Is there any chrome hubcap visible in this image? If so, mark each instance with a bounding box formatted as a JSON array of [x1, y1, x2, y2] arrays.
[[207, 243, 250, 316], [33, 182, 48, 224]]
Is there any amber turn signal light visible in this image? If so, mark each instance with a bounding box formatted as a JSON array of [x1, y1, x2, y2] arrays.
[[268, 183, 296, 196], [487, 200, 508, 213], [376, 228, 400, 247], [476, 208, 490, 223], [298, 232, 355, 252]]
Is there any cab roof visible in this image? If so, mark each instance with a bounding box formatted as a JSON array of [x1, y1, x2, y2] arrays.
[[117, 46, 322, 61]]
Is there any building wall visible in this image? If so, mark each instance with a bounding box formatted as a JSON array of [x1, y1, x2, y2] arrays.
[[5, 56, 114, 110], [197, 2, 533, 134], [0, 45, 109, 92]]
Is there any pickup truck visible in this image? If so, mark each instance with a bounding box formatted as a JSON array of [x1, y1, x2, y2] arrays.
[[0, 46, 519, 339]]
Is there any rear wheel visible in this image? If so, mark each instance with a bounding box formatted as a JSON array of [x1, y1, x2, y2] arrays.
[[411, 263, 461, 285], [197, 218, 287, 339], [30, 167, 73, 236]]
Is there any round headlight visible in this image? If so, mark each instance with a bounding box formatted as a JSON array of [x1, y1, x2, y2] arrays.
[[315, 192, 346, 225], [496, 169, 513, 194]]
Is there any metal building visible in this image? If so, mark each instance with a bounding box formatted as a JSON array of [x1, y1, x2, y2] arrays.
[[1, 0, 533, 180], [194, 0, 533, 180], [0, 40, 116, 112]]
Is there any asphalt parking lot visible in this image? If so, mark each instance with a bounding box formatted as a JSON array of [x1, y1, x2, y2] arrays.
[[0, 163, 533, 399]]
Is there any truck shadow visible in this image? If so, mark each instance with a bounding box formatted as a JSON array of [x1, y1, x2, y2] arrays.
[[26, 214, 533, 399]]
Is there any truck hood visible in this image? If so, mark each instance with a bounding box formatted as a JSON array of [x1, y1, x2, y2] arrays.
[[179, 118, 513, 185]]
• • • • •
Convert all of the lines above into a two-column CSV with the header row input_text,output_text and one row for each line together with its answer. Put each value in its own double-quoted field and replace any line breaks with spaces.

input_text,output_text
"Is there any chrome hubcap visible in this image? If so, mark each instance with a bounding box formatted as a JSON array of [x1, y1, x2, y2] arrays.","[[207, 243, 250, 316], [33, 182, 48, 224]]"
"Is there any amber turn signal light visible in this image? If so, mark each instance with a bounding box formatted as a JSON array of [x1, y1, x2, y2] arrays.","[[268, 183, 296, 196], [487, 200, 508, 213], [376, 228, 400, 247], [476, 208, 490, 223], [298, 232, 355, 252]]"
"Is there any cab roof visible in this image? If so, mark each instance with a bounding box formatted as a JSON array of [x1, y1, x2, y2] arrays.","[[117, 46, 322, 61]]"
"Is there any building wall visible in this image? If so, mark each instance with a bounding box formatted as a JSON array of [x1, y1, x2, y2] arrays.","[[5, 56, 114, 110], [197, 2, 533, 134], [0, 45, 109, 92]]"
"Is there any pickup truck visible in this image? If so, mark each instance with a bounding box formatted as a JSON array of [x1, y1, x2, y2] arrays.","[[0, 46, 519, 339]]"
"Is there any rear wheel visible in this image? If so, mark each instance with a bounding box formatted as a JSON array of [x1, y1, x2, y2] arrays.","[[411, 263, 461, 285], [197, 218, 287, 339], [30, 167, 73, 236]]"
"Is there any round headlight visible in this image? If so, mark each instance with a bounding box formatted as a JSON array of [x1, y1, x2, y2] arrays.","[[315, 192, 346, 225], [496, 169, 513, 194]]"
"Is there any metal building visible in this image? If so, mark each instance with a bounding box formatted as a JSON array of [x1, y1, x2, y2] arrays.","[[1, 0, 533, 180], [194, 0, 533, 180], [0, 40, 116, 112]]"
"Is there any asphalt parking lot visible in this image? If so, mark each instance with a bounding box formatted as a JSON array of [x1, y1, x2, y2] arrays.","[[0, 163, 533, 399]]"
"Is there any truck shadow visible in this image? If so, mark each instance with a bounding box formatted as a JSON array of [x1, y1, x2, y2] arrays.","[[26, 214, 533, 399]]"
"Is there any truck hood visible in this image? If so, mark each instance with a bounding box formatted as a JSON array of [x1, y1, x2, y2] arrays.","[[179, 118, 513, 185]]"